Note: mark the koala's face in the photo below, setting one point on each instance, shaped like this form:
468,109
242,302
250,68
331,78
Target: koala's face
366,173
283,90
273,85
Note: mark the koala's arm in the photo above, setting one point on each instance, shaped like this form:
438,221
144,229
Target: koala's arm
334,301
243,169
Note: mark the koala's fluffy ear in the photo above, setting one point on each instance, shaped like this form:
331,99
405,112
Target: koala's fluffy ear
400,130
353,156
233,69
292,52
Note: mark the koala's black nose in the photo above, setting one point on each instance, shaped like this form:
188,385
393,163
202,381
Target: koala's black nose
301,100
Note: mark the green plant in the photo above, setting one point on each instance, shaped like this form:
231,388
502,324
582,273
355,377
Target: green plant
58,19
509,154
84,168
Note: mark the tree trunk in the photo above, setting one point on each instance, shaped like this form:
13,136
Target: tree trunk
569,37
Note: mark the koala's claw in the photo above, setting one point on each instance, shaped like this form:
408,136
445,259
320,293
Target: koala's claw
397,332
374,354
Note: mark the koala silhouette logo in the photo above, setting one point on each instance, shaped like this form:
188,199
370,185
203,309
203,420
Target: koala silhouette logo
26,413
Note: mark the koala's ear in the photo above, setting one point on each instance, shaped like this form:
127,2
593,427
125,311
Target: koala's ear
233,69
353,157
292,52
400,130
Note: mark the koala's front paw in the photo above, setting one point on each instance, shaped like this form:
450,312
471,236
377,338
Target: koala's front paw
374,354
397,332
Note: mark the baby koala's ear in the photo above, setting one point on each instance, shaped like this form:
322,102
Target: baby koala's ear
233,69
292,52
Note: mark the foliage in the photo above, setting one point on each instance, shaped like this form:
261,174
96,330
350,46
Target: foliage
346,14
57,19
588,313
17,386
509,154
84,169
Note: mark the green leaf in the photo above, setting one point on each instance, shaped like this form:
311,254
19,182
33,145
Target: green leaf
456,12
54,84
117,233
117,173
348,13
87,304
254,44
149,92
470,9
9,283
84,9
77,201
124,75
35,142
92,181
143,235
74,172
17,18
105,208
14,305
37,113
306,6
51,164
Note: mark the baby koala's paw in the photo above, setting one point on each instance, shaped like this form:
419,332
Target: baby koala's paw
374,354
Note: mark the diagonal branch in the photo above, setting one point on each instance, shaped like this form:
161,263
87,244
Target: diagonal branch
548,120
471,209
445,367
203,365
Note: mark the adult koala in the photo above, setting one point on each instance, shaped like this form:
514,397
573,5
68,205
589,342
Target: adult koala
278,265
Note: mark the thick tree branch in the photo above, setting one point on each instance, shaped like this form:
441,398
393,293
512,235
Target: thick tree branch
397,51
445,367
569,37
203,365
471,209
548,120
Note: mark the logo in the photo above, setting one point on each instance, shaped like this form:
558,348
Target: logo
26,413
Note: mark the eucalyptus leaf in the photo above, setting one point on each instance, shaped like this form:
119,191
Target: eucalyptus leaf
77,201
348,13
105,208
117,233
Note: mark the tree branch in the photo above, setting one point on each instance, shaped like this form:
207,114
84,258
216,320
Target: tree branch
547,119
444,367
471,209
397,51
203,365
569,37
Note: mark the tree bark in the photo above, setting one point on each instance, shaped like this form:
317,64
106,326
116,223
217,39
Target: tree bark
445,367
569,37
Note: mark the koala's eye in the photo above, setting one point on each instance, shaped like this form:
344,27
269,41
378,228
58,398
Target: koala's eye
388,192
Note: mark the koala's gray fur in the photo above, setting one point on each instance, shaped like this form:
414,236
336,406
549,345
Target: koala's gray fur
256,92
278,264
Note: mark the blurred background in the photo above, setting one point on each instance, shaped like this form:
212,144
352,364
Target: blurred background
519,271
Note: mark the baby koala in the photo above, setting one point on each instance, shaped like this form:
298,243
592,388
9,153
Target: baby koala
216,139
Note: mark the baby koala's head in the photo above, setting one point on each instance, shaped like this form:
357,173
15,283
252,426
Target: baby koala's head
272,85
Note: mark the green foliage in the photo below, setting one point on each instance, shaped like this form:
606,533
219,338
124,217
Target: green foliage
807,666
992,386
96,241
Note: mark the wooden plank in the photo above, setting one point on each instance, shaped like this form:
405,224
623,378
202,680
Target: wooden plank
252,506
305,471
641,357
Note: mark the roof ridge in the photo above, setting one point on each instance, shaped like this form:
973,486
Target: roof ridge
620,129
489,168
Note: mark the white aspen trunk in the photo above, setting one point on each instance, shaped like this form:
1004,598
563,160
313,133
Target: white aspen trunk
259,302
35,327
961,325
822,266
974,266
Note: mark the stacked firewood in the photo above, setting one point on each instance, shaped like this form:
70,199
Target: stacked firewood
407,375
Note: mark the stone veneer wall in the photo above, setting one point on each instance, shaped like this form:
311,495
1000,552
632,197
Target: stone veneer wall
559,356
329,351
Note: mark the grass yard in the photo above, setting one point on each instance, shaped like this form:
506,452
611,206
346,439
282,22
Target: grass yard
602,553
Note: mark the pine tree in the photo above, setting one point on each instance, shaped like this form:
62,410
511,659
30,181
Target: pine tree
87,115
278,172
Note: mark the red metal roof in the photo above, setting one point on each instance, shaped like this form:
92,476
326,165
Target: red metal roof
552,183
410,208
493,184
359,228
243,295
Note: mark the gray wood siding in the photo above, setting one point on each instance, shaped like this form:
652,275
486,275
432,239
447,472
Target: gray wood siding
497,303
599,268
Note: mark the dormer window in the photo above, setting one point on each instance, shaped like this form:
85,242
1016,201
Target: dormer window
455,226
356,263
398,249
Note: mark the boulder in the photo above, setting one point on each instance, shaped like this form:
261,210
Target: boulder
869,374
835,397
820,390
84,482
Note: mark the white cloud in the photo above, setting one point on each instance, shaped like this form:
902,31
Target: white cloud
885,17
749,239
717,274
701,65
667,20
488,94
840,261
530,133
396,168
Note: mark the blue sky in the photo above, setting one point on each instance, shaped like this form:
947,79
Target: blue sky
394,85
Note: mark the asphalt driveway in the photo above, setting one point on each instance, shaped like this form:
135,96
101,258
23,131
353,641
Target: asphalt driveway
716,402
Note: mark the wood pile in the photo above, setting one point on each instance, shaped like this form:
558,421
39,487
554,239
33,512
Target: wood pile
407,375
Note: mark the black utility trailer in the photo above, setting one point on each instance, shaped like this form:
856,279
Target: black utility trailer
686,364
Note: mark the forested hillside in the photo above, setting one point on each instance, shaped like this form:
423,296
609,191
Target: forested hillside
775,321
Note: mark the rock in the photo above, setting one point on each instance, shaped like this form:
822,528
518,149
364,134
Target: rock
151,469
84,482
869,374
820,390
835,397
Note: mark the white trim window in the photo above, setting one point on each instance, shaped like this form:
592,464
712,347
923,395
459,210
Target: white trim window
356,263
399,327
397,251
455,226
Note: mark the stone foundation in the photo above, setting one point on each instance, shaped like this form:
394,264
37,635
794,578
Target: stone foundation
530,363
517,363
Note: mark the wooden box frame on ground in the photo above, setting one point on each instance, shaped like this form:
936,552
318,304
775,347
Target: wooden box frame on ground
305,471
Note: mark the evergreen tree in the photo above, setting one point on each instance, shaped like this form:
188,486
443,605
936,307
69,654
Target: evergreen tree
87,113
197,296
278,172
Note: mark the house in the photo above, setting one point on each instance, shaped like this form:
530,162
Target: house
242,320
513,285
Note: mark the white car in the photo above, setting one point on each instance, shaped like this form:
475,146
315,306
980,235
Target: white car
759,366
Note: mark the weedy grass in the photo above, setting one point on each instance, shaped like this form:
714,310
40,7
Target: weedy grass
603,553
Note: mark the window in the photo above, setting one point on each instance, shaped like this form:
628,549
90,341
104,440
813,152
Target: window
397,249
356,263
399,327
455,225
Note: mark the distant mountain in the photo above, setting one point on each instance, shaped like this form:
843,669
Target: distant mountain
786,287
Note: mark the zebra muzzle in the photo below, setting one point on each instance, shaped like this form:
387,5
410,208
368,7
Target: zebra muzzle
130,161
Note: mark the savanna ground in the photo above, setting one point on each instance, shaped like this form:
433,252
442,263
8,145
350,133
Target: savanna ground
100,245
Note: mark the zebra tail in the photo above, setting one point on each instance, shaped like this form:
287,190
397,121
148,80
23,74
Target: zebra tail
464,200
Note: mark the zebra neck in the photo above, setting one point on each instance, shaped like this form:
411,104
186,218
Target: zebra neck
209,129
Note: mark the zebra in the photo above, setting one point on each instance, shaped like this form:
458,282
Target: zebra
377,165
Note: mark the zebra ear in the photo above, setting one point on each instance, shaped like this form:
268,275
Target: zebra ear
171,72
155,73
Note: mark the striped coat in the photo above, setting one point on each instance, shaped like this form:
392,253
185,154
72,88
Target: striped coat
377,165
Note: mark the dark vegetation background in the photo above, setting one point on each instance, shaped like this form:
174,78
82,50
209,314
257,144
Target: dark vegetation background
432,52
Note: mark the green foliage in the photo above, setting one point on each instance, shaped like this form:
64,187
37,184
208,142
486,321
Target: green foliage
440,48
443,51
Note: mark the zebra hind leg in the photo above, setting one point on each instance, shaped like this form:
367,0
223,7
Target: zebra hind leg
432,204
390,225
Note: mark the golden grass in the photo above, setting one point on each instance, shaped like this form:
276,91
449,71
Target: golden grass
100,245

__TO BE DONE__. Your task is to reproduce, exactly and exclusively, the lines from the one holding "Note: mark the zebra neck" through the final line of the listing.

__RESPONSE TO THE EXERCISE__.
Note: mark the zebra neck in the photo above, setting one point on each instance, shaped like this form:
411,104
186,218
Target: zebra neck
209,129
Note: mark the zebra in the photo above, setting one point on each instance, shaped like this form:
458,282
Target: zebra
377,165
Note: mark the zebra ear in the photo above, setting one point on each instance, shaped like this form:
268,275
Target: zebra ear
171,72
155,73
Note: mark the striped coat in the photo above, setting one point on each instance, shaped like this form:
392,253
185,154
72,88
Target: striped coat
377,165
Note: mark the dark vegetation background in the photo above, setting one point on each instance, shaped like this form:
174,78
82,50
209,314
257,144
Target: dark vegetation background
432,52
Note: mark the green foliage in the photo above, setting one point on each instance, shaped like this form:
64,187
37,184
208,142
486,321
Target: green foliage
440,48
443,51
Note: mark the zebra hind leg in the photo above, setting one point on each instance, shaped like this form:
367,0
223,7
Target: zebra hind leg
432,204
390,225
Note: mark the golden grass in the photo above, setting one point on each instance, shaped like this form:
276,91
449,71
Target: golden grass
100,245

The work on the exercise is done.